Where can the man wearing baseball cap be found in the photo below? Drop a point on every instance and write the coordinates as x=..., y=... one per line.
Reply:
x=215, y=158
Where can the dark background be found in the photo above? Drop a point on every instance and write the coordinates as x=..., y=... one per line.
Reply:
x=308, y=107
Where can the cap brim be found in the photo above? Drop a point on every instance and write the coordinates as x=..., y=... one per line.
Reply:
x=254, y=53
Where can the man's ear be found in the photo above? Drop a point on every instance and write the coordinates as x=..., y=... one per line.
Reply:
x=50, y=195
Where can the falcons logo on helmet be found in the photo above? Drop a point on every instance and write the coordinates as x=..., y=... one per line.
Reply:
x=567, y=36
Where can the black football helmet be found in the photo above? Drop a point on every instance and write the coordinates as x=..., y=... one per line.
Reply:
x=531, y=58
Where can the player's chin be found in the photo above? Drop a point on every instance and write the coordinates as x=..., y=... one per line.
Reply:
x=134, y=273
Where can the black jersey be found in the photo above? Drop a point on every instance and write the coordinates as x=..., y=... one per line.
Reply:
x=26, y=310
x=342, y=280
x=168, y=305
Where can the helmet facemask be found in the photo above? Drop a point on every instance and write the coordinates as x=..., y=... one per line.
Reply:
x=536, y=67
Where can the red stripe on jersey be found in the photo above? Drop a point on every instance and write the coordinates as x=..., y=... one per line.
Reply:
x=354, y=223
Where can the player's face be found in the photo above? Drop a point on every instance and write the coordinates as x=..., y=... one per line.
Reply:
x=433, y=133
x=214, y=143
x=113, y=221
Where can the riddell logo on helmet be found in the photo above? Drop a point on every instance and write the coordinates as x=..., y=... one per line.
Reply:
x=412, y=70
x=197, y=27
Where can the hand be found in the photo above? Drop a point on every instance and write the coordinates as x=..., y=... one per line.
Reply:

▸ **TASK PROMPT**
Restate the records above in full, keeping each line exactly as it stands.

▸ **ANSWER TO THIS TASK**
Where can the man wearing baseball cap be found in the photo below? Drop a point on every instance and write the coordinates as x=..., y=... one per line.
Reply:
x=215, y=158
Where can the dark background be found in the photo above? Drop a point on every instance and write the coordinates as x=..., y=... one per line.
Reply:
x=308, y=107
Where can the cap brim be found in the photo above? Drop a point on every instance and write the coordinates as x=..., y=... one per line.
Reply:
x=254, y=53
Where can the man's ear be found in the photo above? Drop a point on every instance and write the coordinates as x=..., y=... one per line.
Reply:
x=50, y=195
Where can the falcons logo on helmet be found in the photo above? Drop a point on every instance and write the coordinates as x=..., y=... one per line.
Reply:
x=567, y=36
Where can the black football helmet be found in the photo above? Drop a point on every instance and write the coordinates as x=..., y=... one per line.
Reply:
x=531, y=58
Where can the player's chin be found in the photo above? Drop a point on every instance and write the coordinates as x=..., y=... one per line.
Reply:
x=134, y=273
Where can the black jersey be found in the photo above? Drop a point on every instance and write the coordinates as x=..., y=... one per line.
Reply:
x=26, y=310
x=342, y=280
x=168, y=305
Where can the helmet facemask be found in the photo above? Drop a point on every instance and write the coordinates as x=..., y=... one per line.
Reply:
x=536, y=67
Where can the red stripe on jersey be found in the photo above? Drop a point on every instance and write the coordinates as x=..., y=... one per line.
Reply:
x=354, y=223
Where can the player's face be found in the photo above? Drop a point on every instance and write the coordinates as x=..., y=... one per line.
Reply:
x=433, y=133
x=214, y=143
x=113, y=221
Where can the riddell logo on helmet be found in the photo above? Drop a point on every instance and write the coordinates as x=..., y=... one per line.
Reply:
x=412, y=70
x=197, y=27
Where can the hand be found in the photo above? Drop a point on every instance and write the coordinates as x=..., y=... one per line.
Reply:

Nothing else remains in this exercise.